→ The exercise
Please give the listing again, word for word, with nothing left out.
___ The input
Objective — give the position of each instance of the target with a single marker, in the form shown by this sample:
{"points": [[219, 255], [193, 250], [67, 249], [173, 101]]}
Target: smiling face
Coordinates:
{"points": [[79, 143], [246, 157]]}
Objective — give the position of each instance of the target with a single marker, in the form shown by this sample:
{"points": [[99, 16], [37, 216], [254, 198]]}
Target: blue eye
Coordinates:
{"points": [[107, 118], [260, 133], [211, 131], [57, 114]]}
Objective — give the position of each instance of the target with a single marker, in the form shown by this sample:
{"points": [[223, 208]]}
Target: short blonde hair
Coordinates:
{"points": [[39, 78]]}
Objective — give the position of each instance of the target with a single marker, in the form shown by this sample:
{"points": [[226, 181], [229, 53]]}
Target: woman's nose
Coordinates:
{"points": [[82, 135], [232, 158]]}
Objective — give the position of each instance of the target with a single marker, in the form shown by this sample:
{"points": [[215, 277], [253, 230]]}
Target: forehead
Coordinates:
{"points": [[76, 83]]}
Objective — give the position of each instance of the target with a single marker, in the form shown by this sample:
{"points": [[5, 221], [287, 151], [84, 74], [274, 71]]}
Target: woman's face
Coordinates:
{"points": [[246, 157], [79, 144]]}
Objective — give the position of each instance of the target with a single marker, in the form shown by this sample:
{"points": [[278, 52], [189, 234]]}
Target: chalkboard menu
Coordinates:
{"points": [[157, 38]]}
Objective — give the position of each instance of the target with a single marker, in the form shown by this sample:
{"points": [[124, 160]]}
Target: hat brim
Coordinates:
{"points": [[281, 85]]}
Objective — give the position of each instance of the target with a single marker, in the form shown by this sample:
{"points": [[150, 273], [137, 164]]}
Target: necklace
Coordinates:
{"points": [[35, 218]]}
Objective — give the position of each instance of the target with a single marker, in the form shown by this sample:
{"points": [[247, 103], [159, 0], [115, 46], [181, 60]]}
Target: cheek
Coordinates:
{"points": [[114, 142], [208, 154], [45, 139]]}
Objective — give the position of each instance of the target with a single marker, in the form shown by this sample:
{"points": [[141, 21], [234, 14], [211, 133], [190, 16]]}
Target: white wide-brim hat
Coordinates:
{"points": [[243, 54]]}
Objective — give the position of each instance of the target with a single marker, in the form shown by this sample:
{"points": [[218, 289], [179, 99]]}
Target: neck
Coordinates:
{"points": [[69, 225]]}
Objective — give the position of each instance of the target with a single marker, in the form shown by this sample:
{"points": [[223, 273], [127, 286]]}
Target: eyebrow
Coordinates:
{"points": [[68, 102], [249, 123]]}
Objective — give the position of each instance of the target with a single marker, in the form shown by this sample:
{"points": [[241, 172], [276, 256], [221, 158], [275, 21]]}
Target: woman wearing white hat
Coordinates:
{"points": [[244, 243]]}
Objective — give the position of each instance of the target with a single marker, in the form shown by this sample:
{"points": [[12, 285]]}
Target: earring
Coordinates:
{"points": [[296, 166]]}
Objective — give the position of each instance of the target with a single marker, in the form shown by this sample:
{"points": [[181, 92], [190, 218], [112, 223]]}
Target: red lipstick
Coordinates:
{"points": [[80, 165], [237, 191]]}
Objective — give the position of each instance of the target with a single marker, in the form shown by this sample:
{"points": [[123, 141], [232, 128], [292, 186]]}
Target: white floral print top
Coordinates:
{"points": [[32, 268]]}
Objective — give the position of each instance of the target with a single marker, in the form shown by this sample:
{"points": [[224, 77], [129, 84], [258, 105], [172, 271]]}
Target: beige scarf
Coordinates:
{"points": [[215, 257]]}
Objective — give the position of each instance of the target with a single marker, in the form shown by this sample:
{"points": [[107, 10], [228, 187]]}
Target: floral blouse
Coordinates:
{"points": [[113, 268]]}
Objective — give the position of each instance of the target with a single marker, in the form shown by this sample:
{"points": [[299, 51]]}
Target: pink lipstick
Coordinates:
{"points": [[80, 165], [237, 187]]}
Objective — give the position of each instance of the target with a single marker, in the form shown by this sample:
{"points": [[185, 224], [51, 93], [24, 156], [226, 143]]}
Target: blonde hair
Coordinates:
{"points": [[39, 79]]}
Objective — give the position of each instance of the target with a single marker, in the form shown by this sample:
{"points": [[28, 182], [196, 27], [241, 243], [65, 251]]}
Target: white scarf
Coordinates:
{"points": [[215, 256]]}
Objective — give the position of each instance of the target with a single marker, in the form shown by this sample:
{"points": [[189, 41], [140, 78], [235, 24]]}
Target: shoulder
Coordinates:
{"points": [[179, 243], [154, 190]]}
______
→ Written answer
Objective — give the position of each instance of the target with a single marker, in the form shown by this sample:
{"points": [[219, 255], [193, 250], [67, 249], [173, 101]]}
Target: smiling face
Coordinates:
{"points": [[79, 143], [246, 157]]}
Objective — give the position of each instance of the target with a single marker, in the form shown by this sample:
{"points": [[99, 16], [37, 216], [254, 198]]}
Target: blue eye
Coordinates:
{"points": [[107, 118], [260, 133], [211, 131], [57, 114]]}
Objective — give the position of each instance of the target with a single marker, in the form shown by this sample:
{"points": [[223, 208]]}
Target: short blonde hair
Coordinates:
{"points": [[39, 78]]}
Objective — give the position of each instance of the target with a single marker, in the form shown by this sample:
{"points": [[226, 181], [229, 53]]}
Target: woman's nose
Coordinates:
{"points": [[82, 135], [232, 158]]}
Objective — give the position of each instance of the target with a single marker, in the form shown by this sample:
{"points": [[215, 277], [253, 230]]}
Target: forehead
Coordinates:
{"points": [[76, 83]]}
Objective — give the position of each instance of the target with a single marker, in the form shown by this sample:
{"points": [[5, 221], [287, 151], [84, 74], [274, 71]]}
Target: woman's face
Coordinates:
{"points": [[246, 157], [79, 144]]}
Objective — give the position of each instance of the target with a single marker, in the form shown by this sample:
{"points": [[278, 52], [189, 234]]}
Target: chalkboard menu
Coordinates:
{"points": [[157, 38]]}
Objective — give the position of each instance of the target with a single marker, in the form shown by this sample:
{"points": [[124, 160]]}
Target: hat brim
Coordinates:
{"points": [[281, 85]]}
Objective — give the position of each instance of the target with a single marker, in the form shown by this sample:
{"points": [[150, 273], [137, 164]]}
Target: necklace
Coordinates:
{"points": [[35, 218]]}
Objective — give the position of each instance of the target with a single marker, in the form shown by this sample:
{"points": [[247, 103], [159, 0], [115, 46], [181, 60]]}
Target: cheek
Coordinates:
{"points": [[114, 142], [208, 154], [45, 139]]}
Objective — give the position of each instance of the target with a single marker, in the form shown by this sample:
{"points": [[141, 21], [234, 14], [211, 133], [190, 16]]}
Target: white wide-brim hat
Coordinates:
{"points": [[243, 54]]}
Objective — give the position of each instance of the target with a single marker, in the form shown by this sample:
{"points": [[218, 289], [179, 99]]}
Target: neck
Coordinates:
{"points": [[69, 225]]}
Objective — give the position of each instance of the target with a single marker, in the form shown by this sample:
{"points": [[223, 273], [127, 286]]}
Target: eyebrow
Coordinates:
{"points": [[68, 102], [249, 123]]}
Objective — give the position of each instance of the target with a single marker, in the form shown by this sample:
{"points": [[241, 172], [276, 256], [221, 158], [275, 21]]}
Target: woman wearing white hat
Coordinates:
{"points": [[244, 243]]}
Objective — give the position of each instance of the target with a single marker, in the form shown by this sample:
{"points": [[12, 285]]}
Target: earring
Coordinates:
{"points": [[296, 166]]}
Objective — give the position of each instance of the target with a single marker, in the form shown by this sample:
{"points": [[181, 92], [190, 218], [112, 223]]}
Target: red lipstick
Coordinates:
{"points": [[80, 165], [237, 191]]}
Objective — give the position of each instance of the target with a single marker, in the form shown by this sample:
{"points": [[123, 141], [232, 128], [292, 186]]}
Target: white floral print top
Coordinates:
{"points": [[32, 268]]}
Objective — give the position of each instance of the target with a single marker, in the form shown by this sample:
{"points": [[224, 77], [129, 84], [258, 105], [172, 271]]}
Target: beige scarf
Coordinates:
{"points": [[215, 257]]}
Objective — give the position of each instance of the target with a single marker, in the form shown by this sample:
{"points": [[107, 10], [228, 187]]}
Target: floral blouse
Coordinates:
{"points": [[113, 268]]}
Objective — give the position of each instance of the target with a single marker, in the form shown by this sample:
{"points": [[299, 51]]}
Target: pink lipstick
Coordinates:
{"points": [[80, 165], [237, 187]]}
Objective — give the position of each instance of the target with a single marker, in the form shown by this sample:
{"points": [[185, 224], [51, 93], [24, 156], [226, 143]]}
Target: blonde hair
Coordinates:
{"points": [[39, 79]]}
Objective — give the position of each instance of the target with a single marker, in the form shown by this sample:
{"points": [[28, 182], [196, 27], [241, 243], [65, 251]]}
Target: white scarf
Coordinates:
{"points": [[215, 256]]}
Objective — give the position of each instance of the target with a single marker, in the form shown by this sample:
{"points": [[189, 41], [140, 78], [235, 24]]}
Target: shoulder
Coordinates:
{"points": [[179, 243], [154, 190]]}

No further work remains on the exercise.